Directions: Rewrite every line from the start of the records through the line containing "[398,188,551,600]". Shift each bounding box coordinate up by 11, and copy the lines that have no coordinates without changes.

Excerpts of bounding box data:
** begin **
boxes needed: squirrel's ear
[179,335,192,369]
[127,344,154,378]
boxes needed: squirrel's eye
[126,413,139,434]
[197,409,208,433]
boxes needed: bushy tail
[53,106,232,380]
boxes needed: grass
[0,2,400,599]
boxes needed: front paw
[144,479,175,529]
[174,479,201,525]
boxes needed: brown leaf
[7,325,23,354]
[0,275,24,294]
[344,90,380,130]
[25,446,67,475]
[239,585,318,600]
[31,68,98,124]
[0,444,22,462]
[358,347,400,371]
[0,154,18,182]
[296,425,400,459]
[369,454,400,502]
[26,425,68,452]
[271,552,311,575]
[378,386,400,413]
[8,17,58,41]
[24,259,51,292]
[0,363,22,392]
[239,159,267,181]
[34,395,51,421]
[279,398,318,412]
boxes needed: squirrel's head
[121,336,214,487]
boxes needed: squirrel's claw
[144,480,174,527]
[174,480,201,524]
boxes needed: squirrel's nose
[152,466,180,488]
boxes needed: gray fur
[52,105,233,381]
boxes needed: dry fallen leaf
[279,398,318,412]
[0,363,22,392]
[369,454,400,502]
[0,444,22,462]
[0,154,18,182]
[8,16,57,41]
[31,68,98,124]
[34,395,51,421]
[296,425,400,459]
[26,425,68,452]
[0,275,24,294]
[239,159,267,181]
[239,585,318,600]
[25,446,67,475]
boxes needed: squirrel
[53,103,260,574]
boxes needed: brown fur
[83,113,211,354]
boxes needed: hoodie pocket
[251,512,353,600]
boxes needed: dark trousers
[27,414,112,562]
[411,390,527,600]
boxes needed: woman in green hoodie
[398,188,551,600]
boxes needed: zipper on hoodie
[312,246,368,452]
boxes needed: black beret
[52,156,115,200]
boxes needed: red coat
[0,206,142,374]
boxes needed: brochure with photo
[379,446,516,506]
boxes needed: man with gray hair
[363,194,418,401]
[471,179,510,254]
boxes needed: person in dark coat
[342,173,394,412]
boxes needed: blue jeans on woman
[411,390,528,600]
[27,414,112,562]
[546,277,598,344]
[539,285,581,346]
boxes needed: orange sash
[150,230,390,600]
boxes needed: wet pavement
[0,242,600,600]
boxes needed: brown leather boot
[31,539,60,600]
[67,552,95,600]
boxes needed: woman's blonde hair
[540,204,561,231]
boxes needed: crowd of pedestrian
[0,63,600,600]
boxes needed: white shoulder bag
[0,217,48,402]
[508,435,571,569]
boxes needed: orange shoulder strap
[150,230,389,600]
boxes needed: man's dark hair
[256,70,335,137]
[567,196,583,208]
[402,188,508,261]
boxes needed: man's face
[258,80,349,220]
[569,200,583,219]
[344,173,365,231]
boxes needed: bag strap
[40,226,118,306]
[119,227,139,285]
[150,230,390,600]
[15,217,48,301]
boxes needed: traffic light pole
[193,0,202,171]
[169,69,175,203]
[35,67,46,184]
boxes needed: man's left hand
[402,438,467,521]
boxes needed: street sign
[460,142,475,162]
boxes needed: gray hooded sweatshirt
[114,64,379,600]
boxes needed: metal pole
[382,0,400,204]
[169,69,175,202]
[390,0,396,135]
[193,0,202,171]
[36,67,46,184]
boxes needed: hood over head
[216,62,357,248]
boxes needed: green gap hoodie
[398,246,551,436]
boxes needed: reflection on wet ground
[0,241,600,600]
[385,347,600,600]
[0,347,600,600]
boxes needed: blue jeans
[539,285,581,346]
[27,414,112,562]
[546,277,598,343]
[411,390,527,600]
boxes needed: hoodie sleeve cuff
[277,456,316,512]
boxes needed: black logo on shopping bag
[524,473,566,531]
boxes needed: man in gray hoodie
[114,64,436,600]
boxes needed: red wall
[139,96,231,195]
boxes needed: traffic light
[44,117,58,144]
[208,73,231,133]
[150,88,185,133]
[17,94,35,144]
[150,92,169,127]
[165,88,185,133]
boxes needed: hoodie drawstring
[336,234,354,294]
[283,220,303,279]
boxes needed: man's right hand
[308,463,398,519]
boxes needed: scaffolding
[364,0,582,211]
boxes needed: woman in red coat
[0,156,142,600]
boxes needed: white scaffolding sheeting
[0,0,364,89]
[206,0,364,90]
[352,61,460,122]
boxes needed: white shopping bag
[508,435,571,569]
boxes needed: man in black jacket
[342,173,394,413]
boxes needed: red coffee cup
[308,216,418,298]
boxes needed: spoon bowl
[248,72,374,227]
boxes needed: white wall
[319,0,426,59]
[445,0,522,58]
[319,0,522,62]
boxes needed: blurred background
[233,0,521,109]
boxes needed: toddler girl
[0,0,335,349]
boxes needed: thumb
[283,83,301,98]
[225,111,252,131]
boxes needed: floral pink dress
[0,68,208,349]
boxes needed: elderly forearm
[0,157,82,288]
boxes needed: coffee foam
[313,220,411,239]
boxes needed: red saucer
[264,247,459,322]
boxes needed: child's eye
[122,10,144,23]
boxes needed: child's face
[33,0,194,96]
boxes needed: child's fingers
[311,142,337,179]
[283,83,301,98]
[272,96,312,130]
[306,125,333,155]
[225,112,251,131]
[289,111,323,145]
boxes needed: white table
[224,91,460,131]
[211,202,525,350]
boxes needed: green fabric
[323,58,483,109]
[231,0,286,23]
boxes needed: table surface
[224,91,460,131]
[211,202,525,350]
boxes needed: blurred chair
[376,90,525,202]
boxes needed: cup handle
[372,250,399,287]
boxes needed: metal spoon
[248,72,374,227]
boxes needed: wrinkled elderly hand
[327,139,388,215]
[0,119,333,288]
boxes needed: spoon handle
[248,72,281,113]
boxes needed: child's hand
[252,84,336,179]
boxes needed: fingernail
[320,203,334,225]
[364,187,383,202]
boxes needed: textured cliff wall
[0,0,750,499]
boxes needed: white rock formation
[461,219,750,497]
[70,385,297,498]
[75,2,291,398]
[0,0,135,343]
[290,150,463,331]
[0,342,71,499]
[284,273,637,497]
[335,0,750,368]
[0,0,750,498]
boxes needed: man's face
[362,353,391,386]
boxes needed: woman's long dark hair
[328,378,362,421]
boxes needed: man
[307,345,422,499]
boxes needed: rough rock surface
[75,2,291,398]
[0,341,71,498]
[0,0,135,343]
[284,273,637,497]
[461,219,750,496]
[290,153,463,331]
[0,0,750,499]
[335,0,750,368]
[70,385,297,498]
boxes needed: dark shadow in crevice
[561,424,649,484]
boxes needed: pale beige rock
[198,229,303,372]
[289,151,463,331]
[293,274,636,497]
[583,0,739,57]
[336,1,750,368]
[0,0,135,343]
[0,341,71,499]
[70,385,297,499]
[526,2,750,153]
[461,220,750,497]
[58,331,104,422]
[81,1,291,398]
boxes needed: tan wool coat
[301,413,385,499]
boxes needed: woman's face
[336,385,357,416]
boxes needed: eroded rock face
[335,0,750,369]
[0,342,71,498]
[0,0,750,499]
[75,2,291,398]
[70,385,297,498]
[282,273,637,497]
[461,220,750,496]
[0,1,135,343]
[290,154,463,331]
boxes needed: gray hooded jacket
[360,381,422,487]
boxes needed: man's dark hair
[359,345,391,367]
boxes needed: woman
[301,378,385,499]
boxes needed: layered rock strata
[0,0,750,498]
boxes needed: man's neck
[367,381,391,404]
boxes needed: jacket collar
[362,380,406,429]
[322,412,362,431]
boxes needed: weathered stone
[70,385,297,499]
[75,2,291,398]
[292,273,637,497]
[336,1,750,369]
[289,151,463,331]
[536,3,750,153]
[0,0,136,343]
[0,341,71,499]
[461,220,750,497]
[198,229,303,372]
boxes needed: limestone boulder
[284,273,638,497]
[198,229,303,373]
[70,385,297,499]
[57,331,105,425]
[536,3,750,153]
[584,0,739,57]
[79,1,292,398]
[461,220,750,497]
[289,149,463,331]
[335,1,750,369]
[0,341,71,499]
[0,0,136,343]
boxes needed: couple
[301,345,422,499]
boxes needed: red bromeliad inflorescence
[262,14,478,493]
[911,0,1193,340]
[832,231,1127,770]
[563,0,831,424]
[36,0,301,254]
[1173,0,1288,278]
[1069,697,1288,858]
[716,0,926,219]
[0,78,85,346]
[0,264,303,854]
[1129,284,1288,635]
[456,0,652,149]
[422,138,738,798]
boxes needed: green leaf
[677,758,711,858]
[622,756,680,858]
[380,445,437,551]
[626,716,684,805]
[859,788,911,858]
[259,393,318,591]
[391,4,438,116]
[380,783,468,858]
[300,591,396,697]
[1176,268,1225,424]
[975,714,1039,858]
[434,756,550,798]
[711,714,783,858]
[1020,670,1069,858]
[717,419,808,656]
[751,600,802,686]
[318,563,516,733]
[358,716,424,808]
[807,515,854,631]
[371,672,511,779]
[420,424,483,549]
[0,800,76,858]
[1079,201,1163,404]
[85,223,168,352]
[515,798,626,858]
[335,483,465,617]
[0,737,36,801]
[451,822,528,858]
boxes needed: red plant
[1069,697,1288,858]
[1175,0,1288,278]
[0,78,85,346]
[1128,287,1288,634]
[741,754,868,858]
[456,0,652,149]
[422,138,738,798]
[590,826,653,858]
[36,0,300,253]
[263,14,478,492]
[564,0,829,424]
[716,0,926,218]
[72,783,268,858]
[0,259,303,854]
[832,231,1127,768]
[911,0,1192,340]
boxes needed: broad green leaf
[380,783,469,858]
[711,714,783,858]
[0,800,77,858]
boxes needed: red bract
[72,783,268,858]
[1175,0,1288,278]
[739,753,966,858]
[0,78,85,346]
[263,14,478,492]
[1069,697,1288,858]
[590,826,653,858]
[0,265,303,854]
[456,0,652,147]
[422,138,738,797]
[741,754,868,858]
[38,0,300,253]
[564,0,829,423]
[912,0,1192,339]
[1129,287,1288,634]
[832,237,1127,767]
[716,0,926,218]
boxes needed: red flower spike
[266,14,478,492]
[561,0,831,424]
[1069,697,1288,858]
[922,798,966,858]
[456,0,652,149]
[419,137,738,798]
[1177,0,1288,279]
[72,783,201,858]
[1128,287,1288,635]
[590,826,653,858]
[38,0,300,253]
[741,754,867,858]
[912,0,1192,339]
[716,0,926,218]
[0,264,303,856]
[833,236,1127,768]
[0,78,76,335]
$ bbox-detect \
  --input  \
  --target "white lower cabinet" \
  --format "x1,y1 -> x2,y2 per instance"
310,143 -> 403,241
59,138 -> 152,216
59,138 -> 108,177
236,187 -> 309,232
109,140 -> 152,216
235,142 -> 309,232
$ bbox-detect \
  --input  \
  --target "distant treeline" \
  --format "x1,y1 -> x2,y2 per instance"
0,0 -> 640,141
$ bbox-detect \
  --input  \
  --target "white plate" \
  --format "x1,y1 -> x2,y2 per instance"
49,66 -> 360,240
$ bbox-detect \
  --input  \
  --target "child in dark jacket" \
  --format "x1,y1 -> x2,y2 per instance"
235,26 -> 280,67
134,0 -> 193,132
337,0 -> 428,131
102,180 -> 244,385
** end **
Output of the exercise:
boxes needed: squirrel's ear
[190,346,203,380]
[138,355,165,389]
boxes needed: squirrel's eye
[137,424,150,445]
[208,420,219,444]
boxes needed: bushy tail
[64,117,243,391]
boxes needed: grass
[11,13,411,610]
boxes needed: front paw
[155,490,186,540]
[185,490,212,536]
boxes needed: brown leaf
[18,336,34,365]
[11,286,35,305]
[355,101,391,141]
[36,457,78,486]
[250,596,329,611]
[42,79,109,135]
[11,455,33,473]
[369,358,411,382]
[11,165,29,193]
[307,436,411,470]
[380,465,411,513]
[37,436,79,463]
[282,563,322,586]
[389,397,411,424]
[19,28,69,52]
[35,270,62,303]
[11,374,33,403]
[250,170,278,192]
[45,406,62,432]
[290,409,329,423]
boxes needed: squirrel's head
[132,347,225,498]
boxes needed: squirrel's claw
[155,491,185,538]
[185,491,212,535]
boxes needed: squirrel's nose
[163,477,191,499]
boxes needed: gray fur
[63,116,244,392]
boxes needed: dry fallen leaf
[290,409,329,423]
[11,374,33,403]
[380,465,411,513]
[11,455,33,473]
[11,165,29,193]
[19,27,68,52]
[42,79,109,135]
[45,406,62,432]
[307,436,411,470]
[37,436,79,463]
[11,286,35,305]
[250,170,278,192]
[250,596,329,611]
[36,457,78,486]
boxes needed: squirrel
[64,114,271,585]
boxes needed: brown fur
[94,124,222,365]
boxes needed: hoodie pocket
[262,523,364,611]
boxes needed: dark trousers
[38,425,123,573]
[422,401,538,611]
boxes needed: woman in green hoodie
[409,199,562,611]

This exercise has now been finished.